» Records to use

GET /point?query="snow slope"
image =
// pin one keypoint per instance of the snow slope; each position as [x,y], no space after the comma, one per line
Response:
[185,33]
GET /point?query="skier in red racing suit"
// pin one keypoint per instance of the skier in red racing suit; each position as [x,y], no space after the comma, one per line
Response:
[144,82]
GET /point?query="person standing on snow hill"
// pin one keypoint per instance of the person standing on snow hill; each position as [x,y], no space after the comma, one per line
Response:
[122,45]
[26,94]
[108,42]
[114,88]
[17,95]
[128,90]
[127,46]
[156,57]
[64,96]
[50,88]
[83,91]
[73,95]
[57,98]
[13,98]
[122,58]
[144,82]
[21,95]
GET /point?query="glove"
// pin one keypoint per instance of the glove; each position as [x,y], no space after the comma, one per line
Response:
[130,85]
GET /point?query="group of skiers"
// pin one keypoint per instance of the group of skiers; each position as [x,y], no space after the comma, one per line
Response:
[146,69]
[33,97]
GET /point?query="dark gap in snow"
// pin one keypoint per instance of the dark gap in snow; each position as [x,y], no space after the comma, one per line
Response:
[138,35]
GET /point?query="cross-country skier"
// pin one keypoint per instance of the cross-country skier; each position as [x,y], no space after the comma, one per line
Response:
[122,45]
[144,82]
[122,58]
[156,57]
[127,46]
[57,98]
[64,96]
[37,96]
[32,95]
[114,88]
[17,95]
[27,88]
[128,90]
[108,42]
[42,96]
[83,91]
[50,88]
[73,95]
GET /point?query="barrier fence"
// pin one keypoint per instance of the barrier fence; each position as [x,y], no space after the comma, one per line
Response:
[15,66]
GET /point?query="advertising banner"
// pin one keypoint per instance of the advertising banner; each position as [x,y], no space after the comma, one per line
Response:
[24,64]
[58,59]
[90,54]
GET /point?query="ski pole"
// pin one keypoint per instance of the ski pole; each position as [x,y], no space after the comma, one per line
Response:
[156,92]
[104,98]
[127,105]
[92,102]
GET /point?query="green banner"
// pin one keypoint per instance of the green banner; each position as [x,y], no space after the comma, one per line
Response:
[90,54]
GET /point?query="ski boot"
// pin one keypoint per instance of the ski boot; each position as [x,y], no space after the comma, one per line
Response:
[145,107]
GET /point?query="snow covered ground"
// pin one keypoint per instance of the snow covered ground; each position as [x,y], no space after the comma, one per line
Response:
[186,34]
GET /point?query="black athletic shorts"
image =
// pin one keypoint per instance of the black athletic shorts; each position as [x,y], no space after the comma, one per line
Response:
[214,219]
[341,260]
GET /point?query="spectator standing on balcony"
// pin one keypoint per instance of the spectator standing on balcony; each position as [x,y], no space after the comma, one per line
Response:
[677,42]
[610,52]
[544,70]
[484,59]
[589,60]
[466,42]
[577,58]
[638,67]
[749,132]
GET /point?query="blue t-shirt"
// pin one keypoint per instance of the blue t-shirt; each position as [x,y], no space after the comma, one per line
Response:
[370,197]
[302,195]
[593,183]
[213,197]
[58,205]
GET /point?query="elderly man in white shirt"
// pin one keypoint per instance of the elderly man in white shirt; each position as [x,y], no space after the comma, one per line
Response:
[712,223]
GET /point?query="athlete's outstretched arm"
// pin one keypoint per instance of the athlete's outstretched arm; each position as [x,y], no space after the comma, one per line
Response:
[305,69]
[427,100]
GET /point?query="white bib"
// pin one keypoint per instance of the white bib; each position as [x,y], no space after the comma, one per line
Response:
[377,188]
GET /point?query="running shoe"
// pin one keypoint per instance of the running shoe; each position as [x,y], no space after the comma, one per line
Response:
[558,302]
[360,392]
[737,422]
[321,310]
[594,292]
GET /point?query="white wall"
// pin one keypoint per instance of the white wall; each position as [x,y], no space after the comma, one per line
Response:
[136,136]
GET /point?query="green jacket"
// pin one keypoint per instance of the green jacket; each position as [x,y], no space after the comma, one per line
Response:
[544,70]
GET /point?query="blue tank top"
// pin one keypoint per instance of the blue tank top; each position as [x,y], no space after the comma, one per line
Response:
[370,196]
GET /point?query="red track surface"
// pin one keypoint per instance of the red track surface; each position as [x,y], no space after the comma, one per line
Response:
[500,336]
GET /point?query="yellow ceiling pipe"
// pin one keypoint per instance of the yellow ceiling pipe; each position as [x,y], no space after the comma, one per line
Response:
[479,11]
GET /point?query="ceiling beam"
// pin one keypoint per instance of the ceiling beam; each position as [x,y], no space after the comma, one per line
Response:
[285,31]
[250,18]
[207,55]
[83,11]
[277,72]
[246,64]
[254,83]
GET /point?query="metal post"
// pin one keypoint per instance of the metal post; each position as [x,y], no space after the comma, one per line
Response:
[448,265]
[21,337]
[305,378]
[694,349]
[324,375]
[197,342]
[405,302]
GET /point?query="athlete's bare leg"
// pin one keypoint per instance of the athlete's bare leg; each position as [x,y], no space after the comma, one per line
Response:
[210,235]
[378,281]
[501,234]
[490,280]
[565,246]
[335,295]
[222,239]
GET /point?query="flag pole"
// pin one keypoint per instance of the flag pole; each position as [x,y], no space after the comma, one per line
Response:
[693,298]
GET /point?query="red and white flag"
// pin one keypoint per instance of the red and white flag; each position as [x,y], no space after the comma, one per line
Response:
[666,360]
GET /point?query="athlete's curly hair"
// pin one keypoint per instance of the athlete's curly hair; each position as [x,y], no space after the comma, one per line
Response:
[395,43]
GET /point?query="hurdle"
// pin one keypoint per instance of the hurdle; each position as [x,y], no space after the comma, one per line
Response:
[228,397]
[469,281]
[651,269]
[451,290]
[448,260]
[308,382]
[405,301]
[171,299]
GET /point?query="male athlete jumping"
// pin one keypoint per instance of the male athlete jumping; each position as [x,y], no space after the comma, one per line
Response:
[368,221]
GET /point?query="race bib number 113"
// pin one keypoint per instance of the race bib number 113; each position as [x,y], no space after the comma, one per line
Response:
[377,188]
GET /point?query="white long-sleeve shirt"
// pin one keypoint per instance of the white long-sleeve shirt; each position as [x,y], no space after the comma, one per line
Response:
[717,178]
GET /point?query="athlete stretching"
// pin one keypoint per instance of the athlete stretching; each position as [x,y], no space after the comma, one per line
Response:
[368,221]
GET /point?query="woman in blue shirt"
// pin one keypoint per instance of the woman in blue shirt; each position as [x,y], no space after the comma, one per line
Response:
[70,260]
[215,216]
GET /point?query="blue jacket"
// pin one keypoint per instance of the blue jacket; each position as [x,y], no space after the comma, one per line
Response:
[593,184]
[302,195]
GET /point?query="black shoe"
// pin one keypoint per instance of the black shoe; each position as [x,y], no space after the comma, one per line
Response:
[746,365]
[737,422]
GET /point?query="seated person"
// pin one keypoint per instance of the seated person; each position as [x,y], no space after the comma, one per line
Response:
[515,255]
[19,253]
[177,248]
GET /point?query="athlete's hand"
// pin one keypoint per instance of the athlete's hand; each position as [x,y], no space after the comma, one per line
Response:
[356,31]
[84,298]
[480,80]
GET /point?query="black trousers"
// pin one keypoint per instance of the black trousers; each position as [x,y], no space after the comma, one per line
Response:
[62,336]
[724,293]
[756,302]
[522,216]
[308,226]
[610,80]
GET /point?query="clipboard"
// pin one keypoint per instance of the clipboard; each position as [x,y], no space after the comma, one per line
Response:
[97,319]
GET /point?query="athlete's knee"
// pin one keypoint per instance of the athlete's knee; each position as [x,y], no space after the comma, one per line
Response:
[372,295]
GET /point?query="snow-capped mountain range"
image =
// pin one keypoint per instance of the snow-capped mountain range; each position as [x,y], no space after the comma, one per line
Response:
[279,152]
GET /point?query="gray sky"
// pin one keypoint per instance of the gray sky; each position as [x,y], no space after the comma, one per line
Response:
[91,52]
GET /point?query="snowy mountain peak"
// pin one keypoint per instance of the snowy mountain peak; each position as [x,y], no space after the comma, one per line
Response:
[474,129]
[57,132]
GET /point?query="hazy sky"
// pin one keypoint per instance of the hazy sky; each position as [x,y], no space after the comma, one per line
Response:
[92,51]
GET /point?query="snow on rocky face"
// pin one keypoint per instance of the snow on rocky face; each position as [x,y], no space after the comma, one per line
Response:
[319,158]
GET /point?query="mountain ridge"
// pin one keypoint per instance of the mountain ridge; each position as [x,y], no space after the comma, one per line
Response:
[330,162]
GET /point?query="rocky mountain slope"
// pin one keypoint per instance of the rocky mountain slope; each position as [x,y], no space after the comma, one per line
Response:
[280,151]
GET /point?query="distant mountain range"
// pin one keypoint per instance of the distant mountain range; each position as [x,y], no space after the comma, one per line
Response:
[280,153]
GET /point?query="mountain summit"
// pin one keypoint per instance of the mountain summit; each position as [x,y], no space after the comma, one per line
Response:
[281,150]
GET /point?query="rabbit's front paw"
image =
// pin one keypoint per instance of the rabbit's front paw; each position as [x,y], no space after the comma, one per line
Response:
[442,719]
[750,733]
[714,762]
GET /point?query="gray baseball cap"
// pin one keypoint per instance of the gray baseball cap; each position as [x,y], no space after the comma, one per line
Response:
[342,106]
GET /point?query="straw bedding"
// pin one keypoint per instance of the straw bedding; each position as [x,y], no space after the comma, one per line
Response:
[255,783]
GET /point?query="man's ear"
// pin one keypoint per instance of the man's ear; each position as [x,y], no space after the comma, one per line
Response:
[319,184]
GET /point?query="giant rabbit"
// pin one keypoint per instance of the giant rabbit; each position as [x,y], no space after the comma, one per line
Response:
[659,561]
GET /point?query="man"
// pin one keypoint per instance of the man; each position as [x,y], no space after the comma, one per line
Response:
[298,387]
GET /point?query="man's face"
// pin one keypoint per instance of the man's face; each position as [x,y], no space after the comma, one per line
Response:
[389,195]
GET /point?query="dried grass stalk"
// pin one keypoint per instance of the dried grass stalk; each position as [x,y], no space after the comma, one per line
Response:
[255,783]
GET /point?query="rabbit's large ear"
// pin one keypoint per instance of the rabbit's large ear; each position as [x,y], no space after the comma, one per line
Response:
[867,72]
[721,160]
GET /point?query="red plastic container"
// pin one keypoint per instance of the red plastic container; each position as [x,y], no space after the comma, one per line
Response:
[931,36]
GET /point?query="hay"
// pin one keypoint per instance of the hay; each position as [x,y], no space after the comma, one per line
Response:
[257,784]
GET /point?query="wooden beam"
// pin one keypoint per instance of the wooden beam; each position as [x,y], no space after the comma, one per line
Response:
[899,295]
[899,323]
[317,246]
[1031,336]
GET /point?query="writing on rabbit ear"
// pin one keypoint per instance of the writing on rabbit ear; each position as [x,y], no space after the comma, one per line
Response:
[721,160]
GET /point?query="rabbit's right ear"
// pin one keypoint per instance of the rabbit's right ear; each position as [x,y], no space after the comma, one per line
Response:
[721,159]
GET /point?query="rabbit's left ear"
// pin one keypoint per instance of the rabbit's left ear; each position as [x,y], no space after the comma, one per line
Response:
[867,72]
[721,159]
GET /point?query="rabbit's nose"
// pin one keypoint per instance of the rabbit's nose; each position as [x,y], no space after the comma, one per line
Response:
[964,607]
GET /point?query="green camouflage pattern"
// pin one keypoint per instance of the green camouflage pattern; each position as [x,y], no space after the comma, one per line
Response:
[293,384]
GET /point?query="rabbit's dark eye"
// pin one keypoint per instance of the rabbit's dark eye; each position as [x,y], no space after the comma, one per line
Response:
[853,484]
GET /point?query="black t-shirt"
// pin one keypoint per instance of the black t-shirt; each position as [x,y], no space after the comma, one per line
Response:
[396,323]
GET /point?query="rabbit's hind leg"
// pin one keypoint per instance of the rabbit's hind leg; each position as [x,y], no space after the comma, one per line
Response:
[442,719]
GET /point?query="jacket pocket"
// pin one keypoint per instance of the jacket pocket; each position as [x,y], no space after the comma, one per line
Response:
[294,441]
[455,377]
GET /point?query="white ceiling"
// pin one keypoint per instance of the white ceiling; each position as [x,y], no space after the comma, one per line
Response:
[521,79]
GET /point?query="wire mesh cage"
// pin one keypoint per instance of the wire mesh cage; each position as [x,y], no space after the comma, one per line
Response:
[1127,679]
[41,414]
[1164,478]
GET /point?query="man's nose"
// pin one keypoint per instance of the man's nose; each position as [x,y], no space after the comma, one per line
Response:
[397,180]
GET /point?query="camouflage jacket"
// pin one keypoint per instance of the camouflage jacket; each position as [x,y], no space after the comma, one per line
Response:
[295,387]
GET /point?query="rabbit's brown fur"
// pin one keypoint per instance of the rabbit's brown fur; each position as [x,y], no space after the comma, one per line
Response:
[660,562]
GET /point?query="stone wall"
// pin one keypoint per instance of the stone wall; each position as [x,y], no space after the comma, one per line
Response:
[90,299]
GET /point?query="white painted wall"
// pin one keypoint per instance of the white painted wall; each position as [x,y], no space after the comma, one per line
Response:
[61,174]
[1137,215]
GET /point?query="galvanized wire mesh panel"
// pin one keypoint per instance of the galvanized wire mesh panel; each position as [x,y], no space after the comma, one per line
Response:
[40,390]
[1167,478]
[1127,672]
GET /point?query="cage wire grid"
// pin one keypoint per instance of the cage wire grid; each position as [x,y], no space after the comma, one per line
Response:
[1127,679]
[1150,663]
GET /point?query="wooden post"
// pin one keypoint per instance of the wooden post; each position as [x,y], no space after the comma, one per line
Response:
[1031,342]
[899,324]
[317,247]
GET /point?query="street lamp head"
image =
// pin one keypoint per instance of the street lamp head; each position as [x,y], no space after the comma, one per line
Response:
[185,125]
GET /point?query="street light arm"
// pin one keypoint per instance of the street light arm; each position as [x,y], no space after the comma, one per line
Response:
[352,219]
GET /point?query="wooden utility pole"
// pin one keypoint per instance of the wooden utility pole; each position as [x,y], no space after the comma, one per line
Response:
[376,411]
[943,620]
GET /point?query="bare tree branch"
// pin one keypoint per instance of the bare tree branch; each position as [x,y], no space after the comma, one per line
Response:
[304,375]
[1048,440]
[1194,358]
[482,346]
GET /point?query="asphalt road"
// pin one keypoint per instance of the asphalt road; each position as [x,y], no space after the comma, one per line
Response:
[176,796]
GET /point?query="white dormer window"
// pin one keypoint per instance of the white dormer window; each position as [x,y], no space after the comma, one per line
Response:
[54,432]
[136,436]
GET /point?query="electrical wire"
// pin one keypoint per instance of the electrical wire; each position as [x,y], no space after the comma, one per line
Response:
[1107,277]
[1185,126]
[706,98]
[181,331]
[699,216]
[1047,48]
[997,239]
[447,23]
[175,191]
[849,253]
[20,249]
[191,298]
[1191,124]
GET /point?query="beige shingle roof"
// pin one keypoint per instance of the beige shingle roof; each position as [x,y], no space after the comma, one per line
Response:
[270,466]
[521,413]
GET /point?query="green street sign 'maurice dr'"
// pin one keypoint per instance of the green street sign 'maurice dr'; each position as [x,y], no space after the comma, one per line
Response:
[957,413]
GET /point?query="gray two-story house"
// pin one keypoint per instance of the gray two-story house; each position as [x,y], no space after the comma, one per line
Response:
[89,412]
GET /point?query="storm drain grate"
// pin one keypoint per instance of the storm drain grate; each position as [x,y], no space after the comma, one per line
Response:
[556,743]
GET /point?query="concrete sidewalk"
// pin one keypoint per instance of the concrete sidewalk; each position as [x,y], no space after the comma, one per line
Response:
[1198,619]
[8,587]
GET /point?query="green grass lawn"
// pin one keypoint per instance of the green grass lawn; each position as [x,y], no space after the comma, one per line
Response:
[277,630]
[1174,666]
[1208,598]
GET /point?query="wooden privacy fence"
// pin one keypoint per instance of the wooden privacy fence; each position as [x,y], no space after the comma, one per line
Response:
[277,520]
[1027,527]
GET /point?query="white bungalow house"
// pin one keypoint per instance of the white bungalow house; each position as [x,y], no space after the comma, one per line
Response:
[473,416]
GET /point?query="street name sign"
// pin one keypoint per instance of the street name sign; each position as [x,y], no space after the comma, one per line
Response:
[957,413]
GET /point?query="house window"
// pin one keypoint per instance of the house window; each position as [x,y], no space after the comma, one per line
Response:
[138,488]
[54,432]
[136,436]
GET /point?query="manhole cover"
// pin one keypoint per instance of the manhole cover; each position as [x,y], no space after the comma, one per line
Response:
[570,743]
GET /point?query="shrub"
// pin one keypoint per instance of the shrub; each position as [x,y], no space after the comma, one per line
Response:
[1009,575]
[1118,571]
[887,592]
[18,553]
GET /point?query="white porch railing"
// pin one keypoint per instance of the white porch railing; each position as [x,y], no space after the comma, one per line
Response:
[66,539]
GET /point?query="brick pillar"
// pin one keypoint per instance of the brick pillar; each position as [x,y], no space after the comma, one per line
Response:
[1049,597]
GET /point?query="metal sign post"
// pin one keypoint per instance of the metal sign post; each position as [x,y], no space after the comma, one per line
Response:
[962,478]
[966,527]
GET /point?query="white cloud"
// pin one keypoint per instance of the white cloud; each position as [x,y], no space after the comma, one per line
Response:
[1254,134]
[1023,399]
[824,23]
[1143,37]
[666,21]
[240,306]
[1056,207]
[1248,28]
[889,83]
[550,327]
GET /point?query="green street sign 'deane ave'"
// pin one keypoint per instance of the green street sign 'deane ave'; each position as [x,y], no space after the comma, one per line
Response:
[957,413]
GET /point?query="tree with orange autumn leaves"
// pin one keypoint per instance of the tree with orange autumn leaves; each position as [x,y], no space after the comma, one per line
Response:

» What is required
Show each line from the listing above that includes the word "brick".

» Solution
GET /point?query="brick pillar"
// pin one keypoint per instance of the brick pillar; each position as [x,y], no space after the comma, one per line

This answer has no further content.